SOURCE TEXT
BEGIN
Are print books better than ebooks when reading with toddlers – or are they just the same?
Does story time with an ebook change how parents and toddlers interact?
Deciding what book to read isn’t the only choice families now make at story time — moms, dads and kids must also choose between the print or electronic version.
A book on paper and a book on a tablet: aren’t they pretty much the same thing?
It turns out the answer is no. In fact, a new study suggests that traditional print books may have a decided edge over ebooks when it comes to reading with toddlers, and creating the kind of quality time that is so vital between parents and their children.
The research, led by University of Michigan C.S. Mott Children’s Hospital and involving 37 parent-toddler pairs, found that parents and children verbalized and interacted less with ebooks than with print books.
“Shared reading promotes children’s language development, literacy and bonding with parents. We wanted to learn how electronics might change this experience,” says lead author Tiffany Munzer, MD, a fellow in developmental behavioral pediatrics at Mott.
“We found that when parents and children read print books, they talked more frequently and the quality of their interactions were better.”
Reading with toddlers: Story formats are not all the same
The parent-toddler pairs in the study used three book formats: print books, basic electronic books on a tablet, and enhanced ebooks featuring additions like sound effects and animation.
END
TASK LIST
- 1) In the article on print books versus ebooks, set down the passage starting with "Are print books" and going on through "and their children.".
- 2) According to the article on print books versus ebooks, how many parent-toddler pairs took part in the study?
- 3) Continue the article on print books versus ebooks, picking up after its last sentence.

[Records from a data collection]
BEGIN
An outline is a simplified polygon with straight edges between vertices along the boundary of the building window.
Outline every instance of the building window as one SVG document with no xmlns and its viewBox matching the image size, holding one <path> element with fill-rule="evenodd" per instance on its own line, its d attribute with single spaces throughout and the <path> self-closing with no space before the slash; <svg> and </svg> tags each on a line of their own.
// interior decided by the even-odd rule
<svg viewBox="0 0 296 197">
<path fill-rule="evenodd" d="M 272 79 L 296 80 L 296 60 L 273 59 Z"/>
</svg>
END
RESPONSE LIST
- 1)
Are print books better than ebooks when reading with toddlers – or are they just the same?
Does story time with an ebook change how parents and toddlers interact?
Deciding what book to read isn’t the only choice families now make at story time — moms, dads and kids must also choose between the print or electronic version.
A book on paper and a book on a tablet: aren’t they pretty much the same thing?
It turns out the answer is no. In fact, a new study suggests that traditional print books may have a decided edge over ebooks when it comes to reading with toddlers, and creating the kind of quality time that is so vital between parents and their children.

- 2) 37 parent-toddler pairs.

- 3)
With ebooks, not only did the pairs interact less, but parents tended to talk less about the story, and more about the technology itself. Sometimes this included instructions about the device, such as telling children not to push buttons or change the volume.
Reading time with toddlers and preschoolers also lends itself to open-ended questions, such as asking children what they thought of the book or characters.
Boost engagement, boost literacy
Munzer says these practices, involving comments and questions that go beyond content, are believed to promote child expressive language, engagement, and literacy.
“Parents strengthen their children’s ability to acquire knowledge by relating new content to their children’s lived experiences,” Munzer says. “Research tells us that parent-led conversations is especially important for toddlers because they learn and retain new information better from in-person interactions than from digital media.”
However, such practices occurred less frequently with electronic books, with parents asking fewer simple questions and commenting less about the storyline compared with print books.
The study, which appeared in the journal Pediatrics, suggests that electronic book enhancements were likely interfering with parents’ ability to engage in parent-guided conversation during reading.
Munzer adds that nonverbal interactions, including warmth, closeness and enthusiasm during reading time also create positive associations with reading that will likely stick with children as they get older.
At least forget the tech bells & whistles
Authors recommend that future studies examine specific aspects of tablet-book design that support parent-child interaction.
Parents who do choose to read electronic books with toddlers should also consider engaging as they would with the print version, and minimize focus on elements of the technology itself.
“Reading together is not only a cherished family ritual in many homes, but one of the most important developmental activities parents can engage in with their children,” says senior author Jenny Radesky, MD, developmental behavioral pediatrician at Mott.
“Our findings suggest that print books elicit a higher quality parent-toddler reading experience compared with ebooks.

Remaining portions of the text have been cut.